Begin Given text

Court File and Parties
COURT FILE NO.: CV-17-585828 DATE: May 4, 2023
SUPERIOR COURT OF JUSTICE - ONTARIO
RE: Carolyn Liddy v. James C. Morton, Morton Karrass LLP and Morton Barristers LLP;
BEFORE: ASSOCIATE JUSTICE C. WIEBE
COUNSEL: Solomon R. Fischoff for Carolyn Liddy; Jeffrey Streisfield for himself; Christopher Junior for the defendants;
HEARD: April 27, 2023.
Endorsement
[1] This motion was originally returnable March 29, 2022 and sought a timetable order and Rule 30.10 production from the third party lawyer, Mr. Streisfield. Associate Justice Brown granted a consent timetable order and adjourned the Rule 30.10 motion to allow Mr. Streisfield to cross-examine Ms. Liddy on affidavits she swore in this motion. That cross-examination took place.
[2] The Rule 30.10 motion was returned on December 15, 2022. Due to technical issues, it was adjourned by Associate Justice Abrams to April 27, 2023.
Background
[3] Ms. Liddy’s motion material contains two affidavits she swore, and one sworn by Robert Karrass, Mr. Morton’s former partner. Mr. Streisfield filed no affidavits. He filed the transcripts of the cross-examinations he conducted of Ms. Libby and Mr. Karrass; but he made minimal reference to these documents.

End Given text
Begin Recorded information

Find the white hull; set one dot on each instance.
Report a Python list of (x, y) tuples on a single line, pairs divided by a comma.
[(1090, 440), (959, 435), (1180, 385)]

End Recorded information

• Exercise:
In the court endorsement, to what date did Associate Justice Abrams adjourn the Rule 30.10 motion? The data has no connection to the court endorsement.

• Answer:
April 27, 2023.